[WHAT IS NEEDED] Reproduce word for word the lines from the one containing "Return an outline for every instance of the drooping" through the one containing "M46 34L51 29L51", including both of those lines.

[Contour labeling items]
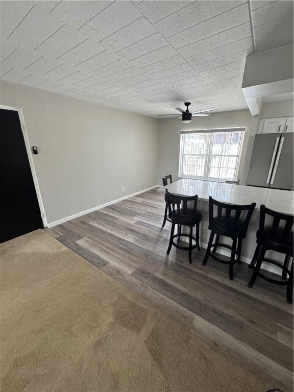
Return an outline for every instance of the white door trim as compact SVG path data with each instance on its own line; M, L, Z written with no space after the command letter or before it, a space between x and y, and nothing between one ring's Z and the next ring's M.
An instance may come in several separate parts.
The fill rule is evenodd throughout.
M22 132L22 135L23 135L23 139L24 140L24 144L26 144L26 148L27 149L27 153L28 153L28 157L29 158L29 161L30 162L30 166L31 167L31 171L32 172L32 175L33 176L33 180L35 185L36 193L37 193L37 198L39 203L40 211L41 211L42 220L43 221L44 227L47 227L48 224L47 223L46 214L45 213L45 209L44 208L44 205L43 204L42 196L41 195L41 192L40 191L39 184L38 183L37 174L36 173L36 169L35 169L35 166L34 165L33 155L32 155L32 151L31 150L29 136L28 135L28 132L27 132L27 128L24 123L24 118L22 113L22 110L21 108L17 108L14 106L7 106L5 105L0 105L0 109L4 109L7 110L14 110L15 111L17 112L18 113L19 121L20 122L20 127L21 128L21 131Z

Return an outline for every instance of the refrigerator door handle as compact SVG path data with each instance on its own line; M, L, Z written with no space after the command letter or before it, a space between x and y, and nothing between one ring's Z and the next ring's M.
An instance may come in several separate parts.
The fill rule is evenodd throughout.
M278 146L279 145L279 140L280 140L280 136L279 136L279 137L277 137L277 139L276 139L276 144L275 144L274 152L273 153L273 156L272 157L272 161L271 162L271 164L270 165L270 169L268 170L268 174L267 175L267 179L266 180L266 184L268 184L270 183L270 180L271 180L271 175L272 174L272 172L273 171L273 167L274 166L274 163L275 163L275 158L276 158L276 155L277 154L277 149L278 149Z
M277 169L278 168L278 165L279 164L279 161L280 160L280 157L281 156L281 153L282 152L282 149L283 148L283 143L284 143L284 137L281 138L281 144L280 145L280 148L279 149L279 151L278 152L278 155L277 155L277 159L276 160L275 167L274 168L274 171L273 172L273 176L272 176L272 179L271 180L271 184L273 183L274 180L275 180L275 177L276 177L276 173L277 173Z

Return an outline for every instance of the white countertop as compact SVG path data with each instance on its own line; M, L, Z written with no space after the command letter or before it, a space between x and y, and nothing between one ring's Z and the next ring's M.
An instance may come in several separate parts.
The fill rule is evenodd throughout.
M212 196L217 200L233 204L250 204L255 202L258 210L260 209L261 204L264 204L268 208L286 214L293 212L294 193L289 190L187 178L164 187L177 194L186 196L198 194L200 200L208 201L208 197Z

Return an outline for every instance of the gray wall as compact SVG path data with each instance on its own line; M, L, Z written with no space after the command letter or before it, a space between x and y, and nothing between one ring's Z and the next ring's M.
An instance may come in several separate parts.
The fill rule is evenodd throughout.
M3 81L0 97L22 108L38 148L33 159L48 223L156 185L156 119Z
M252 118L249 110L243 110L215 113L207 117L194 117L192 118L192 121L188 124L183 123L178 118L159 120L159 161L158 184L161 184L161 177L167 174L172 175L173 181L178 178L181 131L246 127L246 131L238 176L238 178L240 179L240 183L244 184L247 172L244 172L242 169L247 160L247 146L248 140L251 137Z

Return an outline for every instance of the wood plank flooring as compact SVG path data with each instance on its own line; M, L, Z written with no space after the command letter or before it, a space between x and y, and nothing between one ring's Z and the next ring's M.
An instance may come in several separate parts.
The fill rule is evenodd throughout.
M76 219L45 229L76 253L244 366L267 372L276 387L292 390L293 308L285 288L258 279L252 271L228 266L194 250L173 247L170 224L161 228L164 209L161 188L141 193Z

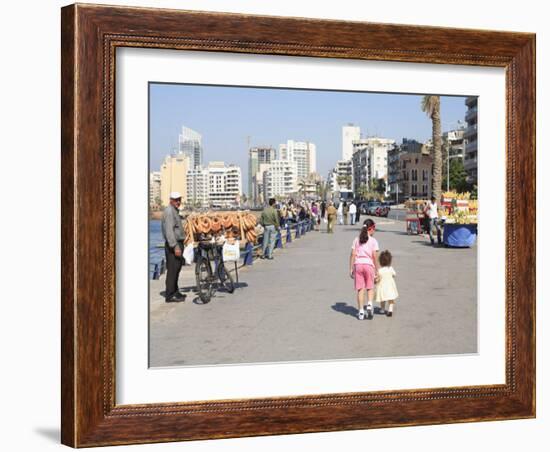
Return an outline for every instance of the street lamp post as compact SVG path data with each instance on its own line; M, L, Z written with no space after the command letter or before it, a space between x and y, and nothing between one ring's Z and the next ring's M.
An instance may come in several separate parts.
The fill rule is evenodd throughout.
M449 155L449 148L447 147L447 191L449 191L449 161L450 159L462 158L461 155Z

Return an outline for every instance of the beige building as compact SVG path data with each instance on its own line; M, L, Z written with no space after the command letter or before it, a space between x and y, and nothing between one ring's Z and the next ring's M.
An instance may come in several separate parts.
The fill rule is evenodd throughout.
M317 148L309 141L287 140L279 145L279 158L296 162L298 181L305 180L317 171Z
M199 166L187 171L187 204L192 207L204 207L210 202L209 173L207 168Z
M191 166L189 155L178 153L167 155L160 166L160 199L163 207L170 201L170 193L178 191L187 199L187 171Z
M231 207L240 203L241 168L224 162L208 164L208 199L212 207Z
M264 200L289 196L298 190L297 165L292 160L273 160L264 171Z
M399 198L429 199L432 196L433 159L426 147L421 152L399 155Z
M160 171L152 171L149 173L149 207L158 209L160 204Z

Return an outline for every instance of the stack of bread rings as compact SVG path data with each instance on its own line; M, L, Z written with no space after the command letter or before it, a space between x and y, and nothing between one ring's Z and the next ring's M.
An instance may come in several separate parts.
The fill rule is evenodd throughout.
M191 214L185 222L185 244L224 235L256 243L256 216L251 212L207 212Z

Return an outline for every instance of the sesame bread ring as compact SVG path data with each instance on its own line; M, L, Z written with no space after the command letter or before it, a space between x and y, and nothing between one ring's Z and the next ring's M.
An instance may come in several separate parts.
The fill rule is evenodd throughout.
M199 218L199 227L197 228L199 232L202 232L203 234L208 234L210 232L210 227L212 226L212 222L210 221L210 218L208 218L206 215L201 215Z
M225 214L221 218L222 226L225 229L229 229L233 225L233 219L231 218L231 215Z
M222 228L220 217L212 217L210 219L210 230L214 233L219 232Z

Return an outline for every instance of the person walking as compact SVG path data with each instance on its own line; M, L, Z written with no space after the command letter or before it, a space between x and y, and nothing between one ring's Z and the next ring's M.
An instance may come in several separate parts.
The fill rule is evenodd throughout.
M264 238L262 241L261 259L273 259L273 249L275 248L275 239L277 232L280 229L281 220L279 212L273 207L275 198L270 198L268 206L262 211L260 216L260 224L264 228Z
M379 257L380 268L378 269L378 279L374 293L374 301L380 303L380 314L386 314L388 317L393 315L393 305L399 296L397 284L395 283L395 270L391 266L392 255L388 250L382 251ZM386 302L389 307L386 311Z
M336 222L336 207L334 207L334 203L332 201L329 202L329 206L327 207L327 233L332 234L334 233L334 223Z
M344 203L340 202L338 203L338 224L342 225L344 224Z
M344 207L342 207L342 215L344 216L344 224L348 224L348 214L349 214L349 206L346 201L344 201Z
M424 214L427 215L430 220L428 235L430 236L430 242L432 242L432 245L435 243L435 240L432 235L434 227L437 231L437 244L441 245L441 228L439 227L439 215L437 213L437 207L438 206L435 200L435 196L432 196L424 212Z
M315 201L311 203L311 219L313 222L313 230L318 231L321 221L319 219L319 208L317 207L317 203Z
M166 302L183 301L178 279L183 265L183 226L179 215L181 194L177 191L170 193L170 204L162 212L161 231L164 238L164 254L166 257L166 288L164 299Z
M357 291L357 318L365 318L365 292L367 293L367 318L373 318L374 280L378 274L378 242L373 237L374 221L365 220L359 237L353 240L349 258L349 274Z
M352 201L349 205L349 224L352 226L355 224L355 216L357 214L357 206Z

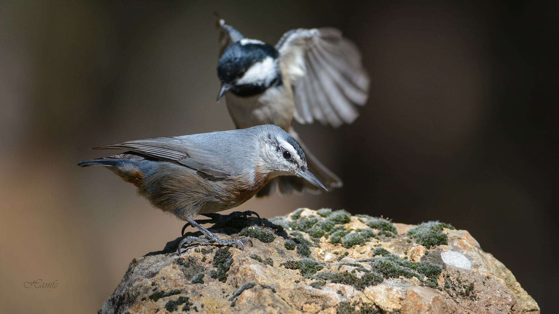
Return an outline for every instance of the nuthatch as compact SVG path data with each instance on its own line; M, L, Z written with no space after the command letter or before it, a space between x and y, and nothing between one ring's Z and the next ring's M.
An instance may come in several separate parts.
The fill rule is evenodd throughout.
M368 97L369 79L357 47L331 28L292 30L274 47L245 38L215 15L220 31L217 76L229 114L237 129L273 124L297 140L307 155L309 168L329 188L342 180L301 142L291 127L317 120L338 127L353 122ZM277 183L276 182L277 182ZM293 189L320 190L300 178L281 177L257 196Z
M240 205L278 175L297 175L326 189L309 170L305 153L295 140L273 125L139 140L92 149L129 151L78 165L105 166L136 185L154 207L187 221L206 236L184 238L179 254L183 244L193 242L243 248L241 240L248 239L220 239L193 218Z

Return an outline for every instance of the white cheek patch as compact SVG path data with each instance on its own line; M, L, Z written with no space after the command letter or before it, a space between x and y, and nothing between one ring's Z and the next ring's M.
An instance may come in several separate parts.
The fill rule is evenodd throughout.
M257 84L269 86L278 74L277 63L271 56L267 56L260 62L253 64L243 77L237 81L237 85Z
M243 38L243 39L239 41L239 42L243 46L247 45L247 44L255 44L257 45L264 45L264 42L263 41L260 41L256 39L249 39L248 38Z

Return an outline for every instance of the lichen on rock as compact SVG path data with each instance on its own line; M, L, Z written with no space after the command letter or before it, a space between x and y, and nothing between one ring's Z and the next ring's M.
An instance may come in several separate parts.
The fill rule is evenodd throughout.
M179 256L178 237L134 259L98 312L539 313L502 263L448 224L329 208L233 217L210 229L254 246Z

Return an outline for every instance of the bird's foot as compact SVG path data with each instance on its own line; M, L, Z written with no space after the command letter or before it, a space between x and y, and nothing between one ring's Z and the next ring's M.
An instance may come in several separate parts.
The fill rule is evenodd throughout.
M222 240L217 236L215 237L215 239L211 239L198 237L197 236L187 236L182 239L180 243L178 244L178 249L177 250L178 251L178 255L180 255L182 253L181 251L181 249L184 244L190 245L192 243L200 243L200 244L217 244L218 245L223 245L224 246L236 245L238 249L240 246L241 250L244 251L244 244L243 242L250 243L250 246L253 246L252 240L247 237L238 239Z
M206 228L204 228L202 226L200 226L194 220L188 219L188 223L190 223L193 227L195 227L198 230L202 231L202 233L203 233L204 235L206 236L206 237L202 238L196 236L187 236L184 239L182 239L182 240L181 241L180 243L179 243L178 249L177 249L177 250L178 251L179 255L181 255L181 248L182 248L182 246L184 244L191 244L192 243L197 242L204 244L217 244L218 245L224 245L224 246L236 245L237 246L237 248L239 248L239 246L240 246L241 247L241 250L243 251L244 250L244 244L243 243L243 242L248 242L248 243L250 244L250 246L253 246L252 244L252 240L251 240L250 239L243 237L239 239L231 239L229 240L222 240L217 237L217 236L212 234L211 232L210 232Z
M211 219L199 219L198 220L195 220L200 225L203 225L204 223L222 223L224 222L226 222L230 221L235 218L247 218L248 216L251 215L254 215L260 218L260 215L258 213L254 212L252 211L245 211L244 212L233 212L229 215L221 215L217 213L208 213L205 214L202 214L203 216L209 217ZM191 226L190 222L187 222L183 226L182 230L181 231L181 235L184 235L184 230L186 230L186 227L188 226Z

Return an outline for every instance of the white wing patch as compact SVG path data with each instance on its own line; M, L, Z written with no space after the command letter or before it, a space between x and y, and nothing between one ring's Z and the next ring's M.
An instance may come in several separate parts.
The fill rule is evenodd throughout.
M264 45L265 44L263 41L260 41L257 39L249 39L248 38L243 38L239 42L243 46L244 46L247 44L255 44L257 45Z
M243 77L237 81L236 84L253 84L269 86L277 77L277 60L268 56L262 61L253 64Z

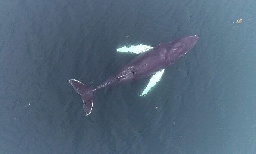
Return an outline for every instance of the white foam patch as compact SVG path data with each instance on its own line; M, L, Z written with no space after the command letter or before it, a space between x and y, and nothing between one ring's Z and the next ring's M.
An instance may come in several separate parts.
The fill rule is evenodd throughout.
M140 96L145 96L147 93L148 93L150 90L156 85L157 82L161 80L161 78L164 72L165 69L164 69L157 72L151 77L148 84L147 84L145 89L142 91Z
M131 45L130 47L125 46L116 49L116 51L119 52L131 52L134 54L139 54L145 52L152 48L153 48L153 47L151 46L143 45L140 44L139 45Z

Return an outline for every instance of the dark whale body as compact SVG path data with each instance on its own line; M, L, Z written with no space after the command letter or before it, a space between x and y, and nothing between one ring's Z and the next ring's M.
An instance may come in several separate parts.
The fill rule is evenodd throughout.
M186 54L196 44L197 36L188 36L169 43L159 44L123 66L114 75L95 88L91 88L75 79L68 81L74 89L82 96L86 115L91 112L93 94L98 90L111 85L131 82L152 75L173 64Z

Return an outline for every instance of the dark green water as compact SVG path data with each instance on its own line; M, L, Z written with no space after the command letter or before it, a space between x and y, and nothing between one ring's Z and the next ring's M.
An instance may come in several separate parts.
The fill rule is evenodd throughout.
M256 2L0 1L0 153L256 153ZM97 86L135 57L118 48L193 35L148 96L150 78L113 87L84 116L68 80Z

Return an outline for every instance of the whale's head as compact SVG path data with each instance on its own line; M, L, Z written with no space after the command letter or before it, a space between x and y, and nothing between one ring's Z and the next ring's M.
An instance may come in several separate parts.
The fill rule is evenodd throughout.
M185 55L196 44L198 39L197 35L185 36L166 44L168 55L174 63L176 60Z

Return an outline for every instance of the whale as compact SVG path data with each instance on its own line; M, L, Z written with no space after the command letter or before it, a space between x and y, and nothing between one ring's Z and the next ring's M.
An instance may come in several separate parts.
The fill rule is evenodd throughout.
M99 85L92 88L76 79L68 81L81 96L85 116L89 115L93 106L93 94L100 89L121 83L145 78L162 72L174 64L196 44L197 35L180 38L168 43L160 44L144 52L124 65Z

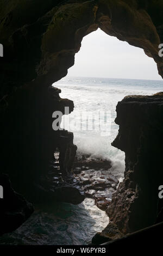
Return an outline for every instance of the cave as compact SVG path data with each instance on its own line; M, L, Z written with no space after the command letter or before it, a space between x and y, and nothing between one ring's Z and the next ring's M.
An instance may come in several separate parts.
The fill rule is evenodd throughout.
M99 28L143 49L163 78L159 54L163 39L161 1L41 0L42 5L37 0L14 2L7 5L1 0L0 13L1 235L15 230L29 217L32 203L57 199L77 204L83 200L74 188L59 187L54 194L42 187L41 180L56 149L65 172L70 172L75 159L73 133L52 129L54 111L64 113L65 107L69 107L72 112L74 104L61 99L60 90L52 85L74 65L84 36ZM126 96L117 103L115 122L120 129L112 144L125 153L124 179L106 210L110 223L94 237L95 244L109 243L129 234L134 239L138 230L154 224L155 230L161 229L158 188L163 179L162 100L162 92L158 92ZM150 231L142 232L149 239ZM158 235L155 239L156 242Z

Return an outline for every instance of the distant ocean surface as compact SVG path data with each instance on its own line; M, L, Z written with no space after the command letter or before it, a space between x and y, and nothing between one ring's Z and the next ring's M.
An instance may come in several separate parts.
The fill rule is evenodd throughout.
M61 97L74 101L74 109L70 115L77 123L81 111L111 112L111 132L107 136L101 136L98 131L74 129L71 131L74 132L74 143L79 152L110 159L112 174L122 178L124 154L111 146L118 130L114 123L116 106L126 95L151 95L162 92L162 81L66 77L53 86L61 89ZM85 126L85 121L82 121ZM54 203L48 210L37 208L17 230L1 236L0 245L87 245L108 223L106 214L95 205L93 199L86 198L78 205Z
M70 115L77 123L80 121L79 113L81 111L110 112L111 132L107 136L101 136L100 131L79 131L66 125L64 127L74 133L74 143L79 151L111 160L112 174L122 176L124 170L124 154L111 145L118 130L118 126L114 123L118 101L127 95L151 95L163 91L163 81L66 76L53 86L61 89L61 97L73 101L74 111ZM84 123L84 120L83 127L86 125Z

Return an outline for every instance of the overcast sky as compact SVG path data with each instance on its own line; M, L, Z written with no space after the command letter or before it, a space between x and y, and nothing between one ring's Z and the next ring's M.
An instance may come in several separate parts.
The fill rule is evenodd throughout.
M142 49L100 29L85 36L68 76L161 80L156 65Z

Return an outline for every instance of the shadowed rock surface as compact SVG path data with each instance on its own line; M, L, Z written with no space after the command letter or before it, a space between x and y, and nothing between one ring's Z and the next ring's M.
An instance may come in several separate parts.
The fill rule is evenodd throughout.
M34 211L32 204L15 192L8 176L0 174L3 197L0 199L0 235L11 232L24 222Z
M126 170L106 211L111 222L106 230L109 234L113 223L124 234L162 221L163 93L126 96L116 111L120 130L112 144L125 152Z
M65 138L52 127L53 113L64 114L66 106L71 112L73 103L61 99L60 92L49 86L66 75L83 38L98 27L143 48L163 77L162 58L158 56L163 42L163 3L1 0L1 7L4 56L0 58L1 172L9 174L15 191L33 200L35 184L40 186L56 148L65 172L71 169L76 150L72 135ZM126 178L108 214L125 233L156 219L162 169L161 95L128 97L117 106L116 121L120 129L113 145L126 152Z

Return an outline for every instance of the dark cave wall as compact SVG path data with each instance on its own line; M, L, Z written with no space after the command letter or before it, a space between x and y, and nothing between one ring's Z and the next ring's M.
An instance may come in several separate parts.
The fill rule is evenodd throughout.
M33 184L46 173L49 159L60 143L59 133L52 128L52 113L63 111L66 106L73 111L74 107L71 100L60 99L58 92L49 90L49 86L66 75L67 69L74 64L83 36L98 27L108 35L144 49L157 63L163 77L162 58L158 56L159 44L163 42L163 7L161 1L1 0L0 3L0 43L4 46L4 56L0 58L1 172L9 175L16 191L32 198ZM127 104L127 111L130 106L134 108L137 105L132 102ZM156 120L154 115L152 118ZM156 126L158 123L154 124ZM135 127L132 129L133 135L137 133L139 138L139 130L136 132ZM151 136L146 137L147 145ZM130 140L128 143L129 147ZM158 143L156 149L160 148L161 141ZM128 159L131 161L130 157L136 154L135 146L132 155L126 151L126 171L128 180L134 176L134 193L137 184L141 187L146 186L145 182L139 184L141 175L146 173L143 165L137 167L140 168L137 172L142 174L138 178L134 176L134 175L129 174ZM123 149L126 152L126 148ZM62 159L65 159L64 154ZM134 164L135 160L132 161ZM64 162L62 166L70 169L71 162L67 159L66 162L68 167ZM150 173L153 170L150 169ZM156 181L155 184L158 185ZM124 195L126 187L122 188ZM114 216L114 210L110 211ZM112 217L116 224L117 217ZM127 216L124 221L124 229L127 231L135 228L128 226L129 218ZM121 223L124 225L122 220Z

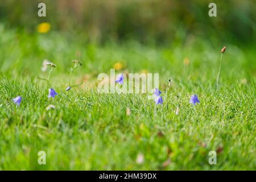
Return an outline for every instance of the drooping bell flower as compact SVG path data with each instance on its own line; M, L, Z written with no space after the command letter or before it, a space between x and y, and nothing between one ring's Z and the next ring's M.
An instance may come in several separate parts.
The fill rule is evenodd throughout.
M190 99L190 104L193 104L193 105L195 105L196 102L199 103L200 101L198 100L198 97L197 95L192 95L191 98Z
M21 96L18 96L17 97L13 98L13 101L17 106L19 106L22 100Z
M159 95L161 93L162 93L162 92L160 92L160 90L158 89L157 89L157 88L155 89L155 92L154 93L154 96L159 96Z
M68 86L68 87L66 88L66 91L68 91L68 90L69 90L71 89L71 86Z
M163 105L163 98L161 96L158 96L155 99L155 105L162 104Z
M48 95L48 98L54 98L55 96L57 96L57 93L52 88L49 89L49 94Z
M120 85L123 84L123 73L120 74L115 82L118 82Z

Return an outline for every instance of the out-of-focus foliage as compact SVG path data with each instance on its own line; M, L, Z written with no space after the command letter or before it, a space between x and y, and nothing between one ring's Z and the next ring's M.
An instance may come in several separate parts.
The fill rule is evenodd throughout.
M38 16L44 2L47 17ZM217 17L209 17L212 1L195 0L2 0L0 20L34 32L49 22L54 30L82 32L103 41L134 38L170 42L192 35L211 40L249 42L255 39L254 1L216 1ZM176 40L180 39L180 40Z

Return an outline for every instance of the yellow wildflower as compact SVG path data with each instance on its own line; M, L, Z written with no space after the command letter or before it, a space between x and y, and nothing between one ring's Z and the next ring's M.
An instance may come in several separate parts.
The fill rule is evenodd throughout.
M46 34L51 29L51 24L49 23L42 23L38 26L38 32L41 34Z

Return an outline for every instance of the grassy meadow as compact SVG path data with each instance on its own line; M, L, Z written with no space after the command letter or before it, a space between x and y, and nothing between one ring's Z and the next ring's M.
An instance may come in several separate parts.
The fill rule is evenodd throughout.
M163 46L99 45L79 34L3 26L0 35L0 169L256 169L255 45L196 36ZM38 78L47 77L45 59L56 65L48 86ZM82 65L71 82L82 84L66 92L72 60ZM159 73L163 105L146 94L98 93L98 75L109 75L117 63L116 73ZM18 96L19 107L12 100ZM55 108L47 110L49 105ZM46 165L38 163L39 151ZM208 163L210 151L216 165Z

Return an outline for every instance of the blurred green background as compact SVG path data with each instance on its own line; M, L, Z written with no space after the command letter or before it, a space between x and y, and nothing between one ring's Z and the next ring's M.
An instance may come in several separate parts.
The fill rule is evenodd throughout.
M38 5L46 4L47 16L38 16ZM217 17L208 5L217 4ZM2 0L0 20L7 28L30 34L41 22L52 31L104 43L135 39L158 44L198 37L210 42L251 44L255 40L255 1L177 0Z

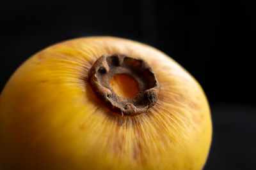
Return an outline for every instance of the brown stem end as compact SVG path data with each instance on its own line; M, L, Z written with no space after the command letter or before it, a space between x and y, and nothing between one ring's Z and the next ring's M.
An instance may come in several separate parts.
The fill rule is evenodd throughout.
M110 87L116 74L126 74L138 83L138 93L133 98L116 95ZM153 106L158 97L159 83L152 69L143 60L122 54L103 55L89 71L89 81L97 96L113 111L122 115L136 115Z

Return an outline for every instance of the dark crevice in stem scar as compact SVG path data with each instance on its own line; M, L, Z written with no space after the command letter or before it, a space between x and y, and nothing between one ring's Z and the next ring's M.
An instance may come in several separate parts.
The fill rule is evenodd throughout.
M110 87L111 79L119 74L136 80L138 87L136 96L131 99L121 97ZM133 116L146 112L157 100L159 85L152 69L143 60L123 54L99 58L89 71L89 82L103 103L122 115Z

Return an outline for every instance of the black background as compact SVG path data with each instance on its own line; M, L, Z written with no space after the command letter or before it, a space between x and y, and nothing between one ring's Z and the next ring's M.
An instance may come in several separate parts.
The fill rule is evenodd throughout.
M0 3L0 91L35 52L77 37L152 45L203 87L213 121L204 169L256 169L255 11L252 1L6 1Z

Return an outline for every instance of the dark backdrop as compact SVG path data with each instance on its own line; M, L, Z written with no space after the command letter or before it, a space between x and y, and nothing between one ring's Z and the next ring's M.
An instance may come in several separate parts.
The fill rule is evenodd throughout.
M205 90L214 127L205 169L256 169L255 12L250 2L1 1L0 90L28 57L54 43L101 35L139 41L171 56Z

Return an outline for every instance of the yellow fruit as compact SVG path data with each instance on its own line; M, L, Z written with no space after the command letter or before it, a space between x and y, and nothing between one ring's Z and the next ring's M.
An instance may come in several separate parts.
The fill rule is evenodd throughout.
M154 71L155 77L148 71L140 78L157 89L148 92L156 96L144 111L115 111L98 97L91 68L113 54L135 59L128 69L142 59ZM139 69L132 73L144 74ZM141 91L132 74L104 80L122 101ZM0 96L1 169L201 169L211 135L209 106L197 81L163 53L121 38L47 48L15 71Z

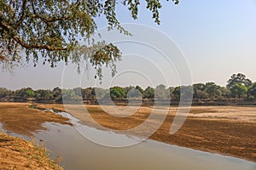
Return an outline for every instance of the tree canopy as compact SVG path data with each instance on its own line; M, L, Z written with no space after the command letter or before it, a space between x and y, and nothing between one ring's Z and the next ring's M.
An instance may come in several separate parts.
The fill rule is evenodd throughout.
M230 89L236 83L241 83L246 87L249 87L252 85L252 81L247 78L246 76L242 73L233 74L228 80L227 88Z
M172 1L178 3L178 0ZM160 24L160 2L145 3L154 22ZM92 35L97 29L95 20L102 15L109 29L129 34L117 19L118 4L127 7L132 19L137 19L139 0L0 0L0 64L12 67L25 58L36 66L42 58L43 64L55 67L59 61L71 60L79 71L85 60L95 67L100 78L103 65L110 66L114 75L120 51L113 43L94 42ZM80 39L88 45L80 46Z

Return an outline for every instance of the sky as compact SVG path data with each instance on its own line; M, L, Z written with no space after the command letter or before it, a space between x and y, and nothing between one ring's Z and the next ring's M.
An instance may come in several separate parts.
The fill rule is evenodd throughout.
M162 1L160 25L151 18L143 1L138 20L118 5L120 23L133 37L107 32L106 20L96 19L99 32L107 42L113 41L123 54L112 77L103 69L102 83L94 79L89 67L78 75L73 65L29 64L14 73L0 72L0 87L34 89L55 87L148 85L177 86L215 82L225 86L233 73L241 72L256 82L256 0L181 0L179 5Z

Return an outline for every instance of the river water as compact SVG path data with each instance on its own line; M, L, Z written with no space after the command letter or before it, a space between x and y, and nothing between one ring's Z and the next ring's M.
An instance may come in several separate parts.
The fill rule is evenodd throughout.
M65 115L64 113L61 113ZM71 116L68 115L70 118ZM73 117L74 120L75 118ZM178 147L148 139L138 144L111 148L86 139L74 128L45 123L49 129L34 133L50 150L51 157L61 156L61 166L67 170L255 170L256 163L218 154ZM122 134L100 131L75 122L102 138L136 140Z

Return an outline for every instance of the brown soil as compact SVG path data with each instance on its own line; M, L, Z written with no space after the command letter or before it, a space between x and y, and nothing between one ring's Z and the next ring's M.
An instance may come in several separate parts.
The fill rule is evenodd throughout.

[SOLUTION TO THE EXERCISE]
Return an outline for every instance of the drooping bell flower as compact SVG path data with each instance on its own line; M, L, Z written with no space after the command letter or before it, a space between x and y, and nothing between one ring's Z and the next ring's M.
An instance may come in several separate parts.
The fill rule is evenodd throughout.
M190 99L190 104L193 104L193 105L195 105L196 102L199 103L200 101L198 100L198 97L197 95L192 95L191 98Z
M21 96L18 96L17 97L13 98L13 101L17 106L19 106L22 100Z
M159 95L161 93L162 93L162 92L160 92L160 90L158 89L157 89L157 88L155 89L155 92L154 93L154 96L159 96Z
M68 86L68 87L66 88L66 91L68 91L68 90L69 90L71 89L71 86Z
M163 105L163 98L161 96L158 96L155 99L155 105L162 104Z
M48 95L48 98L54 98L55 96L57 96L57 93L52 88L49 89L49 94Z
M120 85L123 84L123 73L120 74L115 82L118 82Z

Return an outline for every instance of the out-of-focus foliage as compact SVG path data with each instance on its own line; M, L, Z written with no space after the command letter or before it, a space between x and y, and nothing between one ring's Z and the next ring's M.
An instance may come in several separate parts.
The fill rule is evenodd throughout.
M38 16L44 2L47 17ZM217 17L209 17L212 1L195 0L2 0L0 20L34 32L49 22L54 30L82 32L103 41L134 38L170 42L192 35L211 40L249 42L255 39L254 1L216 1ZM176 40L180 39L180 40Z

Return an outline for every instance of the yellow wildflower as compact SVG path data with each instance on its own line; M, L, Z written with no space after the command letter or before it, a space between x and y, and nothing between one ring's Z and the next ring's M.
An instance may come in several separate parts.
The fill rule is evenodd throughout.
M46 34L51 29L51 24L49 23L42 23L38 26L38 32L41 34Z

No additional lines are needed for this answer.